(Object point labels)
————————

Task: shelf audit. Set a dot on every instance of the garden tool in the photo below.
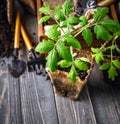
(16, 67)
(35, 63)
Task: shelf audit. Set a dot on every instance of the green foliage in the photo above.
(64, 64)
(111, 25)
(73, 20)
(87, 35)
(58, 14)
(80, 65)
(53, 32)
(100, 13)
(44, 19)
(72, 41)
(105, 66)
(62, 37)
(112, 73)
(45, 10)
(119, 6)
(102, 33)
(44, 46)
(67, 7)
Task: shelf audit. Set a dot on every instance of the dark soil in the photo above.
(6, 34)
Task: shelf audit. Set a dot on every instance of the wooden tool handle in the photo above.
(26, 38)
(39, 16)
(17, 31)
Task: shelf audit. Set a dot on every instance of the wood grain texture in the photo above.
(79, 112)
(103, 99)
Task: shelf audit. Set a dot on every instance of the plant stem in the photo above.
(90, 24)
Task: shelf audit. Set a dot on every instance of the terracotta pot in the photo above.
(63, 85)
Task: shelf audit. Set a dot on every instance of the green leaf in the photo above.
(45, 9)
(73, 20)
(58, 14)
(64, 24)
(53, 32)
(112, 25)
(44, 46)
(116, 63)
(100, 13)
(44, 19)
(112, 73)
(119, 6)
(84, 59)
(102, 33)
(83, 20)
(64, 52)
(72, 41)
(87, 35)
(95, 50)
(64, 64)
(52, 60)
(99, 57)
(72, 74)
(67, 7)
(80, 65)
(105, 66)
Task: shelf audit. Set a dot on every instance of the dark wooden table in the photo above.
(30, 99)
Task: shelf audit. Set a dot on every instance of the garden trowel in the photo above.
(16, 67)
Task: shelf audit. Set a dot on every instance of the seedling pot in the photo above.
(63, 86)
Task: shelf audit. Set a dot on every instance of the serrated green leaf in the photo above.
(119, 6)
(80, 65)
(100, 13)
(44, 46)
(58, 13)
(84, 59)
(111, 25)
(83, 20)
(64, 52)
(64, 64)
(102, 33)
(45, 9)
(105, 66)
(53, 32)
(72, 74)
(67, 7)
(95, 50)
(112, 73)
(44, 19)
(73, 20)
(87, 35)
(99, 57)
(72, 41)
(52, 60)
(116, 63)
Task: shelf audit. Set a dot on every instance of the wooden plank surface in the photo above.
(105, 99)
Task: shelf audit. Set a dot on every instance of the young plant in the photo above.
(62, 36)
(113, 65)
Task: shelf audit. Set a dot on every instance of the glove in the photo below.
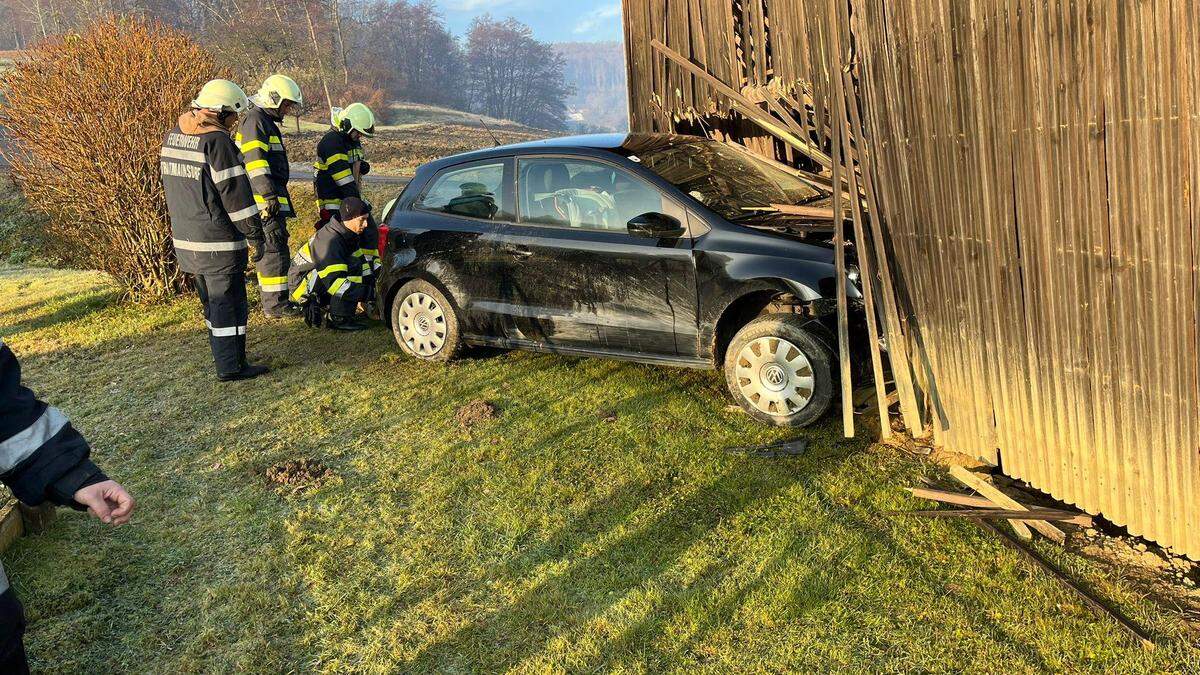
(258, 246)
(271, 208)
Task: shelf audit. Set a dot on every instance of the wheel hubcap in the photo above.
(775, 376)
(423, 324)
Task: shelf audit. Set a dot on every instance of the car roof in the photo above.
(619, 143)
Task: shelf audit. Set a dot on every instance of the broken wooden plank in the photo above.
(993, 493)
(1080, 519)
(745, 106)
(1093, 602)
(819, 213)
(1002, 513)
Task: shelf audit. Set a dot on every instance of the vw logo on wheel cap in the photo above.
(774, 376)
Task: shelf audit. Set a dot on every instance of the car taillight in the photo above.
(383, 239)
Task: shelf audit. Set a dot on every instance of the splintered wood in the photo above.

————————

▸ GOAL OF THE EXERCISE:
Starting with the line that contains "surface in the photo above." and going on through the end of the records, write the lines out again with "dot" swapped for "pin" and nothing else changed. Leave the pictures out of your answer.

▸ SOLUTION FOR THIS EXERCISE:
Task: shelf audit. Set a pin on every instance of the wooden plank surface in the photo above.
(105, 99)
Task: shelf audit. Set a pin on every instance of the young plant in the photo above.
(62, 36)
(113, 65)
Task: shelf audit. Set a pin on every instance of the glove in the photo below.
(258, 246)
(271, 208)
Task: shelf audit. Set a pin on every instance of the wheel hubcap in the photo above.
(775, 376)
(423, 324)
Task: shelf audit. Set a pin on every instance of the car roof in the photo above.
(619, 143)
Task: shelf audit. Set a pin on every instance of the broken wooden plank in the photo above.
(993, 493)
(1080, 519)
(745, 106)
(1093, 602)
(819, 213)
(1002, 513)
Task: shelf audit. Set a pin on every instance of the vw logo on wheel cap in the photo above.
(774, 376)
Task: shelf audit. Set a pin on every instance of the car taillight in the photo above.
(383, 239)
Task: shelf audit. Set a pin on every instance of the splintered wood in the photo above.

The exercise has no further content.